## [Source information]
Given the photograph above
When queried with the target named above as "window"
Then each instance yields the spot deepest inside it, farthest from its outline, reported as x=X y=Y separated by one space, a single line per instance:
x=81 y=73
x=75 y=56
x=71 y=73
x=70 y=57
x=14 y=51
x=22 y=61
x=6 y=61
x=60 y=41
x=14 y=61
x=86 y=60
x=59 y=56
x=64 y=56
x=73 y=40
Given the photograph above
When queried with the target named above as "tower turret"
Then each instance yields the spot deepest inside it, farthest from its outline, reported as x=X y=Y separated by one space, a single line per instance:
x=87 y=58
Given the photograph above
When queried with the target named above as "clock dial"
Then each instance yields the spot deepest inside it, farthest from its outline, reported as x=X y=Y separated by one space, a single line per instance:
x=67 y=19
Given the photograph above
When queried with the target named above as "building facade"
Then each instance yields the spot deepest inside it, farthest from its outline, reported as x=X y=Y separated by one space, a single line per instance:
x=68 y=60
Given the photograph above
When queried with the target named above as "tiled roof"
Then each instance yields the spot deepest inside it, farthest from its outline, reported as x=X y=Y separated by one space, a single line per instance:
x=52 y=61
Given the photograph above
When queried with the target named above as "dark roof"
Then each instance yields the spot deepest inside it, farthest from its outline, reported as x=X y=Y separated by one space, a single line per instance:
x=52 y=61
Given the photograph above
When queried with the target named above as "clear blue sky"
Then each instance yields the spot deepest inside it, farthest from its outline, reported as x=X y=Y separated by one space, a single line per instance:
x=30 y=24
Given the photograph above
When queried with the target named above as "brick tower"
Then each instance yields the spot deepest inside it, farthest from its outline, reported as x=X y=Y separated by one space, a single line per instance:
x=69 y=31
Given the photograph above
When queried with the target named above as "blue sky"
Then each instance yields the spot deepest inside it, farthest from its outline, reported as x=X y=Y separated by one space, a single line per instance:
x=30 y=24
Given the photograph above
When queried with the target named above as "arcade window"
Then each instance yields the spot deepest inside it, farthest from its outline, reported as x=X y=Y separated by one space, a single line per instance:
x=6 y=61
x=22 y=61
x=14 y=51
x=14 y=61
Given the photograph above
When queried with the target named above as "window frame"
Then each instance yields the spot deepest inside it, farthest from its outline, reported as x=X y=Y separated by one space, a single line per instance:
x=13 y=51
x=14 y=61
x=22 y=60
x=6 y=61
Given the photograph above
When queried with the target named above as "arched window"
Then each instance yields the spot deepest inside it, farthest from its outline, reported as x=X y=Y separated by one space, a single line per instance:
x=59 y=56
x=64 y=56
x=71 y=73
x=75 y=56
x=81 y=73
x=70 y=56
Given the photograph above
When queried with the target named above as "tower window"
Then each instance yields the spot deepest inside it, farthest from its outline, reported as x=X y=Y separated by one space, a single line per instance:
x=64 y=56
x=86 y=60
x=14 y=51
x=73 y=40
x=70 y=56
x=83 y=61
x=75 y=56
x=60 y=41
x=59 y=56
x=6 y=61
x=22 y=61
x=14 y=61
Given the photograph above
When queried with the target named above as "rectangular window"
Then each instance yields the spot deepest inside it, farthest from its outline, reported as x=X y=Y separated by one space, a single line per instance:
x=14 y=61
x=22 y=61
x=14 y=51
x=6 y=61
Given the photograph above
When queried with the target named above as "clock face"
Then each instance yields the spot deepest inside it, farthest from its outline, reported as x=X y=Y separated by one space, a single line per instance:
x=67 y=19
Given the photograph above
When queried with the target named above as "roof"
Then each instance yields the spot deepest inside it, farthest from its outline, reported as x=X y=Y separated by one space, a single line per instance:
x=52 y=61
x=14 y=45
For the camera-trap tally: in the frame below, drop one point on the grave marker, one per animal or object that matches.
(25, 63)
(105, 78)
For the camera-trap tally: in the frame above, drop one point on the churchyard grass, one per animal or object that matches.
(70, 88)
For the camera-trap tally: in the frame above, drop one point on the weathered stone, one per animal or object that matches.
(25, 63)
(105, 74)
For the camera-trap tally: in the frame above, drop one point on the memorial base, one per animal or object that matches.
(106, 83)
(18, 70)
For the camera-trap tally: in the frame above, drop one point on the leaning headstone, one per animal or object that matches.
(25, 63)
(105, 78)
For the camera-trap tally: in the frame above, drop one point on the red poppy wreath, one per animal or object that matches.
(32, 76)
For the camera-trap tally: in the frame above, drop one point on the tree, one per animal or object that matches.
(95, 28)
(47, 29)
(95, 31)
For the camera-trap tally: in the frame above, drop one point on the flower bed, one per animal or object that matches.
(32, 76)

## [Work to be completed]
The data must be given again in full. Keep every line identical.

## [Solution to this task]
Given the photograph above
When queried with the target named above as "window"
Then each instance yields the spot deepest inside it, farthest from its outline, reported as x=X y=Y separated by one space, a single line per instance:
x=81 y=73
x=75 y=56
x=71 y=73
x=70 y=57
x=14 y=51
x=22 y=61
x=6 y=61
x=60 y=41
x=14 y=61
x=86 y=60
x=59 y=56
x=64 y=56
x=73 y=40
Given the photograph above
When queried with the target named above as "tower turret"
Then each instance yields the spot deepest inside it, farthest from its outline, reported as x=X y=Y separated by one space, a single line per instance:
x=87 y=58
Given the photograph above
When queried with the target named above as "clock dial"
Then each instance yields the spot deepest inside it, farthest from its outline, reported as x=X y=Y separated by one space, a single line per instance:
x=67 y=19
Given the photograph above
When queried with the target named above as "building facade"
Then each instance yields the spot deepest inside it, farthest from its outline, reported as x=X y=Y separated by one space, a single line per instance:
x=68 y=60
Given the photograph above
When queried with the target named above as "tiled roof"
Then each instance yields the spot deepest inside it, farthest from its outline, reported as x=X y=Y separated by one space, a single line per instance:
x=52 y=61
Given the photograph above
When queried with the target named above as "dark roof"
Then each instance yields the spot deepest inside it, farthest from its outline, reported as x=X y=Y separated by one space, a single line per instance:
x=52 y=61
Given the photograph above
When queried with the target named above as "clear blue sky"
Then each instance yields the spot deepest inside it, farthest from its outline, reported as x=X y=Y separated by one space, a single line per instance:
x=30 y=24
Given the photograph above
When queried with the target named above as "brick tower"
Then each instance yields the spot deepest inside it, farthest from its outline, reported as x=X y=Y separated by one space, a single line per instance:
x=69 y=31
Given the photograph above
When queried with the target named above as "blue sky"
Then each instance yields the spot deepest inside it, farthest from its outline, reported as x=X y=Y separated by one space, a single line per instance:
x=30 y=24
Given the photograph above
When queried with the target named above as "arcade window"
Then each instance yields the spot deepest inside it, farthest from its outline, reported as x=X y=Y separated by one space, a single line per instance:
x=6 y=61
x=22 y=61
x=14 y=51
x=14 y=61
Given the photograph above
When queried with the target named above as "window frame"
Then each instance yields the spot deepest inside it, farthest from its outline, reported as x=X y=Y separated by one space, a single line per instance:
x=13 y=51
x=14 y=61
x=22 y=60
x=6 y=61
Given the photograph above
When queried with the target named above as "arched window"
Then each instance yields the spot deepest inside it, farthest from its outline, reported as x=X y=Y separated by one space, a single line per instance:
x=59 y=56
x=64 y=56
x=71 y=73
x=75 y=56
x=81 y=73
x=70 y=56
Given the photograph above
When queried with the target named above as "tower window"
Then each instance yields the spot deepest inside it, farthest from its outline, reported as x=X y=Y separated by one space, a single line per instance:
x=64 y=56
x=86 y=60
x=14 y=51
x=73 y=40
x=70 y=56
x=83 y=61
x=75 y=56
x=60 y=41
x=59 y=56
x=6 y=61
x=22 y=61
x=14 y=61
Given the photograph above
When queried with the target named above as "rectangular window"
Then each instance yields the spot deepest inside it, farthest from its outline, reported as x=X y=Y separated by one space, a single line per instance:
x=14 y=61
x=22 y=61
x=14 y=51
x=6 y=61
Given the photograph above
When queried with the target named above as "clock face"
Then each instance yields the spot deepest inside it, farthest from its outline, reported as x=X y=Y separated by one space, a single line per instance:
x=67 y=19
Given the photograph above
When queried with the target named above as "roof"
Then each instance yields the spot deepest inside it, farthest from its outline, reported as x=X y=Y separated by one space, a single line per instance:
x=52 y=61
x=14 y=45
For the camera-trap tally: in the frame below, drop one point on the grave marker, one per animal or object that matches.
(25, 63)
(105, 78)
For the camera-trap tally: in the frame above, drop one point on the churchyard grass, one per animal or object that matches.
(70, 88)
For the camera-trap tally: in the frame above, drop one point on the weathered stone, one per animal or object that matches.
(25, 63)
(105, 74)
For the camera-trap tally: in the frame above, drop one point on the memorial base, one per animal or object that matches.
(106, 83)
(18, 70)
For the camera-trap tally: in the frame above, drop one point on the leaning headstone, one per animal or object that matches.
(25, 63)
(105, 78)
For the camera-trap tally: in the frame above, drop one point on the red poppy wreath, one per animal or object that matches.
(32, 76)
For the camera-trap tally: in the frame above, drop one point on the tree, one per animal or object that matches.
(95, 28)
(47, 29)
(95, 31)
For the camera-trap tally: in the frame above, drop one point on the flower bed, one per animal or object that matches.
(32, 76)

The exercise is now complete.